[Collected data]

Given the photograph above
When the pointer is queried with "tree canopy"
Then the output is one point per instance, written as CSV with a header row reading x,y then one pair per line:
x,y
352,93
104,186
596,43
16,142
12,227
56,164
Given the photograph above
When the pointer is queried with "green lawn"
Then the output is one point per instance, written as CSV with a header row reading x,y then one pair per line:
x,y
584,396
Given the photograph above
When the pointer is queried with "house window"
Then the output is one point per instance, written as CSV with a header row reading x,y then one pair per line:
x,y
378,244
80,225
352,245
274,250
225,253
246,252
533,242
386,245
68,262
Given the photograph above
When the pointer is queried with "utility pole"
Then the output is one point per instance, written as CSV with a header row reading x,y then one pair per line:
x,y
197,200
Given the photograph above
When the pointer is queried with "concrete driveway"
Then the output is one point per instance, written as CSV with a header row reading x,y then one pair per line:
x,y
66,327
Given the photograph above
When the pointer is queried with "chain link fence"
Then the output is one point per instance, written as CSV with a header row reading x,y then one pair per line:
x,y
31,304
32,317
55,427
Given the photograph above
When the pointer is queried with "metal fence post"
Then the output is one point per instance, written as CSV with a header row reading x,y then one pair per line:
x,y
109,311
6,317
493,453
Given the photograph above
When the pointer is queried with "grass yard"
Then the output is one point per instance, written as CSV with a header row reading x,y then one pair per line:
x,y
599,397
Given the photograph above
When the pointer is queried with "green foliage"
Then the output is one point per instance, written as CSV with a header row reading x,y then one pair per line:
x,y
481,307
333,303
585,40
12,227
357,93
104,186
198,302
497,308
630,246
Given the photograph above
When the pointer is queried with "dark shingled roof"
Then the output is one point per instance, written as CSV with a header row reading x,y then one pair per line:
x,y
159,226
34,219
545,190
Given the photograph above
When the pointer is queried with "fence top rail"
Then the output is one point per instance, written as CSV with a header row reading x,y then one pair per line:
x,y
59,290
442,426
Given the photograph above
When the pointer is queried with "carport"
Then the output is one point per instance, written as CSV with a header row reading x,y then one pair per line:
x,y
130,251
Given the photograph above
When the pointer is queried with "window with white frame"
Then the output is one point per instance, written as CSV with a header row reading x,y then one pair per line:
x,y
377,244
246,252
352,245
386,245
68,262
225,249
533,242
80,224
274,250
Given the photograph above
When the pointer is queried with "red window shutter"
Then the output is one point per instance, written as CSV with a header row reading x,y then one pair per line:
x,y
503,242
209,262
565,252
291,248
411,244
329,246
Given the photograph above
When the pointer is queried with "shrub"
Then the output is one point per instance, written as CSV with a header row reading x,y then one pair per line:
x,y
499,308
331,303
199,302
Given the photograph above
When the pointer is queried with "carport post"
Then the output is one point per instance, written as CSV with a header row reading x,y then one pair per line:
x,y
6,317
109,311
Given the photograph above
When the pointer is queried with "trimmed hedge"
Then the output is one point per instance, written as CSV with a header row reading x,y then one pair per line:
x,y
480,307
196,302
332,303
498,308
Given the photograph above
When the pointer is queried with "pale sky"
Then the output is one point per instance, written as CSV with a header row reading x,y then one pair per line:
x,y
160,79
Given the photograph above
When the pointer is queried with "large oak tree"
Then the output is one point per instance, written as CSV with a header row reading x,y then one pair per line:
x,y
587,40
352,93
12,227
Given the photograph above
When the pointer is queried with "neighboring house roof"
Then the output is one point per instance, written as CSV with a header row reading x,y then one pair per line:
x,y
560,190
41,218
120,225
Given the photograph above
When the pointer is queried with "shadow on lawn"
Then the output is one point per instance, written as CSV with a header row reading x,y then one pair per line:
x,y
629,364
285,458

Task brief: Your task is to print all of the records exactly.

Task output:
Given the photograph above
When the pointer is queried with "tree canopy"
Then the output is one point per instance, written as CSV with a header row reading x,y then one pair per line:
x,y
352,93
104,186
596,43
16,142
12,227
56,164
Given the photograph above
When the pointer is queried with "green lawn"
Then the output is one point per instance, written as CSV with a header row reading x,y then one pair per line:
x,y
584,396
Given the photograph above
When the pointer is queried with "house window"
Then the output is one point per instance, written as CSV with a header row reading x,y then one pair per line:
x,y
378,244
80,225
352,245
274,250
225,253
246,252
533,242
386,245
68,262
Given the photograph above
When the pointer is queried with "utility pole"
Then the output is one point per instance, written as CSV with a header row reading x,y then one pair per line:
x,y
197,200
Given the photograph above
When the pointer is queried with "concrete driveway"
Then the output is one point per instance, written as CSV with a header row reading x,y then one pair per line:
x,y
66,327
Given the photograph above
When the pointer is queried with "chain link fence"
Then the output is one point per instance, written as CSV with a header row reading x,y then one pair per line:
x,y
31,304
32,317
55,427
Given the photograph above
When the pointer is queried with "metal fence post"
Then the output is one point per instance, written as CSV with a header row reading x,y then one pair per line:
x,y
109,311
6,317
493,453
Given the photograph above
When the pointer is queried with "grass yard"
Then the output is one point per instance, written as CSV with a header row reading x,y then one pair per line:
x,y
599,397
Given the photograph above
When the pointer is queried with "green foliage"
Then the output is one point per instance, written as CSV with a header row reading x,y then one pair per line:
x,y
481,307
333,303
585,40
12,227
357,93
104,186
198,302
497,308
630,246
Given the photograph above
When the pointer is queried with "dark shingled roof"
Then the output is one point per instance, written as CSV with a header row reading x,y then one pair per line:
x,y
159,226
34,219
545,190
Given the photograph above
When the pointer is queried with "fence top rail"
Then the output is one point per instance, written as CSV with a header row reading x,y then one pair per line:
x,y
59,290
442,426
Given the photograph above
When the pointer is queried with "carport"
Then the output is one point per instance, written as CSV with a header row reading x,y then one pair per line:
x,y
130,251
Given the photograph above
When the pointer is queried with "window with white frame"
Then the output is one point per instance, written as CSV with a header row reading x,y then one pair per line:
x,y
377,244
246,252
352,245
386,245
68,262
225,249
533,242
80,224
274,250
Given the photograph above
When the pointer is queried with "red window shutter"
Then the output is one point per instance, written as CSV with a header row reading x,y then one pair per line:
x,y
503,242
209,262
565,252
291,248
411,244
329,246
Given the photograph above
When the pointer is queried with "shrub"
Then the output is one point per instance, written as CSV with a header row reading x,y then one pair per line:
x,y
499,308
331,303
199,302
Given the photograph above
When the pointer is queried with "carport post"
Then the output is one point per instance, written as CSV with a header row reading x,y then one pair per line:
x,y
6,317
109,311
Given the photograph above
When the pointer is queried with "trimmed hedge"
Then the output is one point per instance, written as CSV with a header row reading x,y then one pair per line:
x,y
480,307
196,302
332,303
498,308
Given the photograph above
When the pointer is queried with "pale sky"
Then the output is one point per instance, written as CSV with a header row reading x,y then one pair per line:
x,y
160,79
Given the photograph above
When the pointer is queried with "large oak tree"
Then the output is one point per instance, written as CSV with a header row reading x,y then one pair per line:
x,y
587,40
352,93
12,227
Given the photograph above
When the pointer is queried with "neighboring house roof"
Then the output is one point per instance, written as CSV with a header row reading x,y then one pair per line:
x,y
560,190
41,218
120,225
Given the photograph above
When the pointer is queried with "shadow on lawn"
Then the output is one point per instance, written as CSV with a header row reading x,y then one pair per line:
x,y
629,364
285,458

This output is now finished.